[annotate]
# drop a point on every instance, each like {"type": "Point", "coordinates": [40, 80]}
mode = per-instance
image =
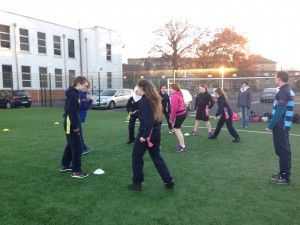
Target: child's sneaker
{"type": "Point", "coordinates": [171, 132]}
{"type": "Point", "coordinates": [180, 148]}
{"type": "Point", "coordinates": [193, 132]}
{"type": "Point", "coordinates": [79, 174]}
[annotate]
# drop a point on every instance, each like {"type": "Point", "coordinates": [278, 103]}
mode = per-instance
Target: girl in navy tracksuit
{"type": "Point", "coordinates": [149, 136]}
{"type": "Point", "coordinates": [132, 109]}
{"type": "Point", "coordinates": [72, 153]}
{"type": "Point", "coordinates": [165, 100]}
{"type": "Point", "coordinates": [224, 114]}
{"type": "Point", "coordinates": [85, 104]}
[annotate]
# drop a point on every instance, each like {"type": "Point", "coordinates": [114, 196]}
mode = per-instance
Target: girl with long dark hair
{"type": "Point", "coordinates": [149, 136]}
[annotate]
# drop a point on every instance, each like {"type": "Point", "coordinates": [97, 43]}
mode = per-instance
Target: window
{"type": "Point", "coordinates": [71, 47]}
{"type": "Point", "coordinates": [26, 77]}
{"type": "Point", "coordinates": [56, 45]}
{"type": "Point", "coordinates": [58, 78]}
{"type": "Point", "coordinates": [41, 42]}
{"type": "Point", "coordinates": [71, 77]}
{"type": "Point", "coordinates": [108, 52]}
{"type": "Point", "coordinates": [4, 36]}
{"type": "Point", "coordinates": [109, 84]}
{"type": "Point", "coordinates": [7, 76]}
{"type": "Point", "coordinates": [24, 39]}
{"type": "Point", "coordinates": [43, 77]}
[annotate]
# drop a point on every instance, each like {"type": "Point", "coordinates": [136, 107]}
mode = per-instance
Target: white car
{"type": "Point", "coordinates": [111, 98]}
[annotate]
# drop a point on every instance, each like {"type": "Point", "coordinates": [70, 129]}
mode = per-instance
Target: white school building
{"type": "Point", "coordinates": [37, 54]}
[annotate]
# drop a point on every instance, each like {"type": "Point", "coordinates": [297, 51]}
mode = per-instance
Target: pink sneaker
{"type": "Point", "coordinates": [180, 148]}
{"type": "Point", "coordinates": [193, 133]}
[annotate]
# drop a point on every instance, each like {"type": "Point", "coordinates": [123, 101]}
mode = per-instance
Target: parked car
{"type": "Point", "coordinates": [187, 97]}
{"type": "Point", "coordinates": [10, 99]}
{"type": "Point", "coordinates": [211, 91]}
{"type": "Point", "coordinates": [268, 95]}
{"type": "Point", "coordinates": [111, 98]}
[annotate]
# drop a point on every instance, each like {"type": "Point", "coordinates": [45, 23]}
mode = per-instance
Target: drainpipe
{"type": "Point", "coordinates": [65, 61]}
{"type": "Point", "coordinates": [87, 57]}
{"type": "Point", "coordinates": [80, 51]}
{"type": "Point", "coordinates": [16, 57]}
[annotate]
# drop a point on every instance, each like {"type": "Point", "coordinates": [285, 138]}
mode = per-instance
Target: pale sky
{"type": "Point", "coordinates": [272, 26]}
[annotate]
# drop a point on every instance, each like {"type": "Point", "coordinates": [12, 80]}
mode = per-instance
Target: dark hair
{"type": "Point", "coordinates": [204, 86]}
{"type": "Point", "coordinates": [161, 87]}
{"type": "Point", "coordinates": [153, 97]}
{"type": "Point", "coordinates": [175, 87]}
{"type": "Point", "coordinates": [221, 92]}
{"type": "Point", "coordinates": [283, 76]}
{"type": "Point", "coordinates": [80, 79]}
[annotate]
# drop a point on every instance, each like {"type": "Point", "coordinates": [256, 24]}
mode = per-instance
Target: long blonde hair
{"type": "Point", "coordinates": [153, 98]}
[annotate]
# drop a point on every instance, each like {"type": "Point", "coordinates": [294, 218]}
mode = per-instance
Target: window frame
{"type": "Point", "coordinates": [56, 45]}
{"type": "Point", "coordinates": [7, 76]}
{"type": "Point", "coordinates": [3, 33]}
{"type": "Point", "coordinates": [58, 78]}
{"type": "Point", "coordinates": [108, 52]}
{"type": "Point", "coordinates": [25, 41]}
{"type": "Point", "coordinates": [71, 48]}
{"type": "Point", "coordinates": [42, 39]}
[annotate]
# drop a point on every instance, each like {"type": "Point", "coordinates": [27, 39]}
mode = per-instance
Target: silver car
{"type": "Point", "coordinates": [111, 98]}
{"type": "Point", "coordinates": [268, 95]}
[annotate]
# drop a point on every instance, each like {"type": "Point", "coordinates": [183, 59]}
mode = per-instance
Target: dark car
{"type": "Point", "coordinates": [268, 95]}
{"type": "Point", "coordinates": [11, 99]}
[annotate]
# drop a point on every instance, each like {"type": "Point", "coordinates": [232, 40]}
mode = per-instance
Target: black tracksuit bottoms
{"type": "Point", "coordinates": [72, 152]}
{"type": "Point", "coordinates": [282, 150]}
{"type": "Point", "coordinates": [138, 152]}
{"type": "Point", "coordinates": [229, 125]}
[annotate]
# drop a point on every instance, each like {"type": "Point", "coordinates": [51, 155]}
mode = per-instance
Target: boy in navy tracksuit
{"type": "Point", "coordinates": [72, 152]}
{"type": "Point", "coordinates": [132, 109]}
{"type": "Point", "coordinates": [280, 125]}
{"type": "Point", "coordinates": [85, 104]}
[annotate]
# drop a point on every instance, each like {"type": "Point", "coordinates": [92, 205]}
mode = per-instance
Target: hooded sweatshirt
{"type": "Point", "coordinates": [177, 106]}
{"type": "Point", "coordinates": [72, 107]}
{"type": "Point", "coordinates": [85, 104]}
{"type": "Point", "coordinates": [244, 98]}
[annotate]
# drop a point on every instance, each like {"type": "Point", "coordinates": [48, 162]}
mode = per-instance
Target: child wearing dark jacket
{"type": "Point", "coordinates": [165, 101]}
{"type": "Point", "coordinates": [85, 104]}
{"type": "Point", "coordinates": [224, 114]}
{"type": "Point", "coordinates": [132, 109]}
{"type": "Point", "coordinates": [72, 152]}
{"type": "Point", "coordinates": [148, 137]}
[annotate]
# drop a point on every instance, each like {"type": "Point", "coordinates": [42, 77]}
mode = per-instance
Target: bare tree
{"type": "Point", "coordinates": [175, 41]}
{"type": "Point", "coordinates": [224, 47]}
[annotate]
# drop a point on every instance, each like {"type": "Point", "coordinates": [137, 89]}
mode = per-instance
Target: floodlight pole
{"type": "Point", "coordinates": [222, 73]}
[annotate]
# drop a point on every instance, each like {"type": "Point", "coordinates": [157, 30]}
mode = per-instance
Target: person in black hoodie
{"type": "Point", "coordinates": [165, 100]}
{"type": "Point", "coordinates": [85, 103]}
{"type": "Point", "coordinates": [149, 136]}
{"type": "Point", "coordinates": [203, 103]}
{"type": "Point", "coordinates": [72, 152]}
{"type": "Point", "coordinates": [132, 109]}
{"type": "Point", "coordinates": [224, 114]}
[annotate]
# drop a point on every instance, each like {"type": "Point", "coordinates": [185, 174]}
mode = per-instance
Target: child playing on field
{"type": "Point", "coordinates": [132, 109]}
{"type": "Point", "coordinates": [203, 103]}
{"type": "Point", "coordinates": [224, 114]}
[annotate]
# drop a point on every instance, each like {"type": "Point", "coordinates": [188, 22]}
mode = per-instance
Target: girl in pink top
{"type": "Point", "coordinates": [178, 114]}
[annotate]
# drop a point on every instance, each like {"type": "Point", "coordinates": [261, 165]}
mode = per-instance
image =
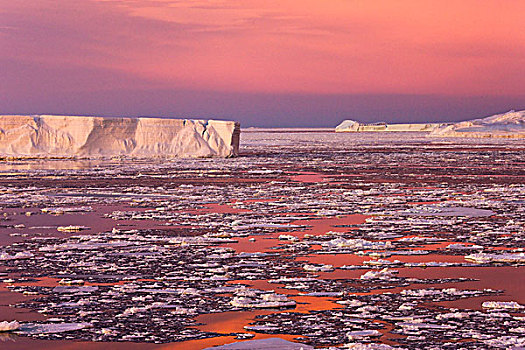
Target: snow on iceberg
{"type": "Point", "coordinates": [66, 136]}
{"type": "Point", "coordinates": [505, 125]}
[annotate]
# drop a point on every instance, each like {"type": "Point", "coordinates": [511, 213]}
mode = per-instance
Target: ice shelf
{"type": "Point", "coordinates": [354, 126]}
{"type": "Point", "coordinates": [59, 136]}
{"type": "Point", "coordinates": [506, 125]}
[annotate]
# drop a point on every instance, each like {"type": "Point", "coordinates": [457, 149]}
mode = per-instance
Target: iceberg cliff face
{"type": "Point", "coordinates": [51, 135]}
{"type": "Point", "coordinates": [505, 125]}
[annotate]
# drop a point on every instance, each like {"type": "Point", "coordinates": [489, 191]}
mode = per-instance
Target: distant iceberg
{"type": "Point", "coordinates": [66, 136]}
{"type": "Point", "coordinates": [355, 126]}
{"type": "Point", "coordinates": [505, 125]}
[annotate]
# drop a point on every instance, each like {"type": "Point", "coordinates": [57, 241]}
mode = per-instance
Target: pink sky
{"type": "Point", "coordinates": [320, 47]}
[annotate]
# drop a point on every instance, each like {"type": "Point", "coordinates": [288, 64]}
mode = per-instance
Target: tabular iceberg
{"type": "Point", "coordinates": [505, 125]}
{"type": "Point", "coordinates": [355, 126]}
{"type": "Point", "coordinates": [65, 136]}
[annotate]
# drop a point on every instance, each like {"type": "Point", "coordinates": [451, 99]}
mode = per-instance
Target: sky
{"type": "Point", "coordinates": [264, 62]}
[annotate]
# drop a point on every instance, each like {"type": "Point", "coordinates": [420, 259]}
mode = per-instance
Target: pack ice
{"type": "Point", "coordinates": [506, 125]}
{"type": "Point", "coordinates": [65, 136]}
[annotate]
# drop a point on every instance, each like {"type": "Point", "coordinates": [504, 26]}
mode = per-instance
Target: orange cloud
{"type": "Point", "coordinates": [467, 47]}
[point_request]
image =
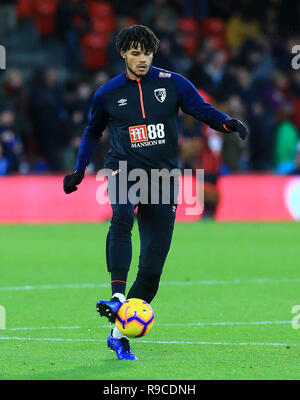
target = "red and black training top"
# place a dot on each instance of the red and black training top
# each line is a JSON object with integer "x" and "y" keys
{"x": 142, "y": 118}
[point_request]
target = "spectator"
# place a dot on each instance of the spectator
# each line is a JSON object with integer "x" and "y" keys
{"x": 286, "y": 143}
{"x": 11, "y": 146}
{"x": 242, "y": 25}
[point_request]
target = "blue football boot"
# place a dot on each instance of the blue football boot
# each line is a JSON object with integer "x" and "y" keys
{"x": 109, "y": 308}
{"x": 121, "y": 347}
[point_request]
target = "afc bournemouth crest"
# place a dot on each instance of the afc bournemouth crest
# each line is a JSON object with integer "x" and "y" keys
{"x": 160, "y": 94}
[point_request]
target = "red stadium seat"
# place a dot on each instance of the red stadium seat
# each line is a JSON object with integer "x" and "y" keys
{"x": 24, "y": 8}
{"x": 188, "y": 25}
{"x": 103, "y": 25}
{"x": 44, "y": 16}
{"x": 213, "y": 26}
{"x": 190, "y": 44}
{"x": 100, "y": 10}
{"x": 93, "y": 48}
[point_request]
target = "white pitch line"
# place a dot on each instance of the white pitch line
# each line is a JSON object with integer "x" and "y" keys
{"x": 201, "y": 324}
{"x": 179, "y": 283}
{"x": 153, "y": 341}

_ _ _ _ _

- EXERCISE BRIEF
Extract every line of the records above that contains the word "spectator".

- ANSWER FOR THE TASK
target = "spectator"
# place a dot on each instance of the spectator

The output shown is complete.